• _WORK ITEM_: Bring back every record exactly, except for the pictures, which stay out.

Dataset entries:

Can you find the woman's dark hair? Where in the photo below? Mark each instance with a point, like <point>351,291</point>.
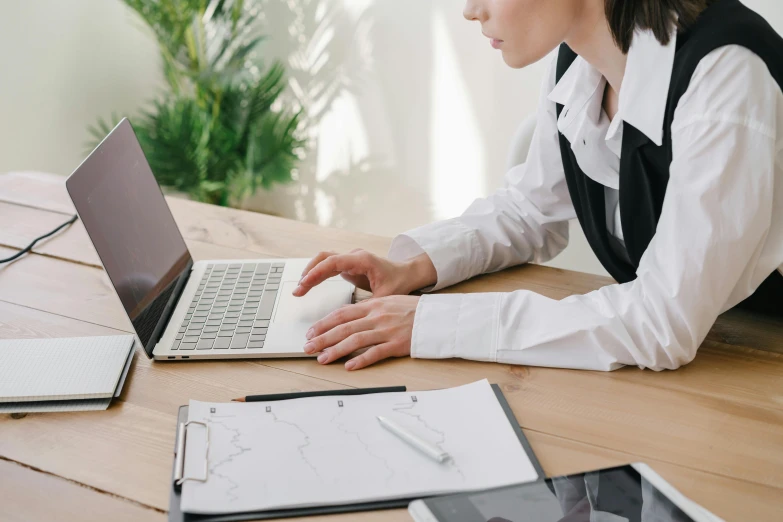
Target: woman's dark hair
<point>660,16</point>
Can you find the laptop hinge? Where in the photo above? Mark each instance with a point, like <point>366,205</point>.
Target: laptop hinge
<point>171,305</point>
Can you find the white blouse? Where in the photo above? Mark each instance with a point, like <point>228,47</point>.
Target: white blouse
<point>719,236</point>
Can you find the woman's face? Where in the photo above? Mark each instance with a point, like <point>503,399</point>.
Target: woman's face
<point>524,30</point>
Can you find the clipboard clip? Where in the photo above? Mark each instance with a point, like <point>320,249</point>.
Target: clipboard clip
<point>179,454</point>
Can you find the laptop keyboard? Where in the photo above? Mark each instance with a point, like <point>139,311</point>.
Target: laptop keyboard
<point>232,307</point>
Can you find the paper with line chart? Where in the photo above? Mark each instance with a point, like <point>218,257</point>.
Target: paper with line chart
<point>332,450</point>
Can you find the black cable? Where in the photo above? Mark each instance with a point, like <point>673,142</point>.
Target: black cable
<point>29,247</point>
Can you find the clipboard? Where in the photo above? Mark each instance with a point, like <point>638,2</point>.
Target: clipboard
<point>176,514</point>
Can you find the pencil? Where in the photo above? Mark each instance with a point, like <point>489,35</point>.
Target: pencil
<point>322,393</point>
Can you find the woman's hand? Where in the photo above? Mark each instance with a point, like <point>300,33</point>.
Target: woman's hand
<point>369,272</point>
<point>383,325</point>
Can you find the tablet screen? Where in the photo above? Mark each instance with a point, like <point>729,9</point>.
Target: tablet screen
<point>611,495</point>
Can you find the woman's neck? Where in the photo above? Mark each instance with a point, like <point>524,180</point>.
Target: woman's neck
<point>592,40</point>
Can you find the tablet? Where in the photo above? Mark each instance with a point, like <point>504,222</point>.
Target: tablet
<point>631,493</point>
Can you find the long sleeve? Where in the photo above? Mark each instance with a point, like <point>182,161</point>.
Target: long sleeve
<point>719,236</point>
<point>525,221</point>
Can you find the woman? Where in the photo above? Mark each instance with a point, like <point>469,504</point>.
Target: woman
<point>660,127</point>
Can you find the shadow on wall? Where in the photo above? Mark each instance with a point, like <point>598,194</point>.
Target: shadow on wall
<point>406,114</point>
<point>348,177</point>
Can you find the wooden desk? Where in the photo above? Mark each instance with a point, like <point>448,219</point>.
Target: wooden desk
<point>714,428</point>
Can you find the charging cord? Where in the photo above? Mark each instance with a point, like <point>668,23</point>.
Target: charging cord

• _WRITTEN RESPONSE_:
Can you find the woman's dark hair? Where in the photo below? Mark each instance with a point, like <point>351,291</point>.
Target: woman's dark hair
<point>660,16</point>
Can you find the laptop hinge? Where in the photo above? Mark each instance with a point, like <point>366,205</point>.
Target: laptop hinge
<point>171,305</point>
Can you find the white blouse? Where in the photo above? Mark each instance with a point, like <point>228,47</point>.
Target: white blouse
<point>719,236</point>
Can you find the woman's face? Where in the photo above? Mark each instance with a point, like <point>503,399</point>.
Target: woman's face
<point>524,30</point>
Can you find the clipboard clip? Where in the photo above? Mark each instance with a point, like <point>320,249</point>.
Target: clipboard clip
<point>179,454</point>
Can you find the laptop keyboard? Where in the photo above? Mark each instance with a point, like <point>139,311</point>.
Target: laptop keyboard
<point>232,307</point>
Can you find the paper with line chart? Where in the photo above? Mark each instance with a point, like <point>218,257</point>.
Target: paper with line chart
<point>332,450</point>
Can you find the black cable? Where in the photo above? Mark each instance with a point, like <point>673,142</point>.
Target: black cable
<point>29,247</point>
Can you find the clipboard? Where in the photo above? Mark each instance with a point, like <point>638,2</point>.
Target: clipboard
<point>176,514</point>
Can you find the pencil? Where in the photo above? Mark each instance with a point, like <point>489,35</point>.
Target: pencil
<point>322,393</point>
Can you find the woman's hand? Where in the photo above? Mark each instance with a point, like <point>300,33</point>.
Target: woman's hand
<point>369,272</point>
<point>383,325</point>
Can you find the tablet screen? Where in the photo above? Mark each instance with a point, like <point>729,9</point>.
Target: tablet screen
<point>611,495</point>
Can you find the woman's neck? Where in the photo above? Mark each instance with a point, like <point>524,180</point>.
Target: woman's neck
<point>592,40</point>
Can you find the tablet? Where in the photo above? Mark each instance with a point, like <point>504,222</point>.
Target: tablet
<point>631,493</point>
Can you find the long sleeve? Where in the photo above? Mark each instance with a point, like <point>182,161</point>.
Target: long sleeve
<point>719,236</point>
<point>525,221</point>
Can you find the woman? Where in the photo above? Mark each instance with a point, like <point>469,504</point>.
Target: woman
<point>660,127</point>
Can you find the shadow on wall? Where in the photo above? Mark each instance with a point, like <point>598,194</point>.
Target: shadow on wall
<point>406,114</point>
<point>348,177</point>
Can you find the wooden desk? Where in the photo above? Mark each instance with a point, like <point>448,219</point>.
Target: wooden desk
<point>714,428</point>
Can you find the charging cord? Where in the photo above? Mark each instance with a point, like <point>668,23</point>.
Target: charging cord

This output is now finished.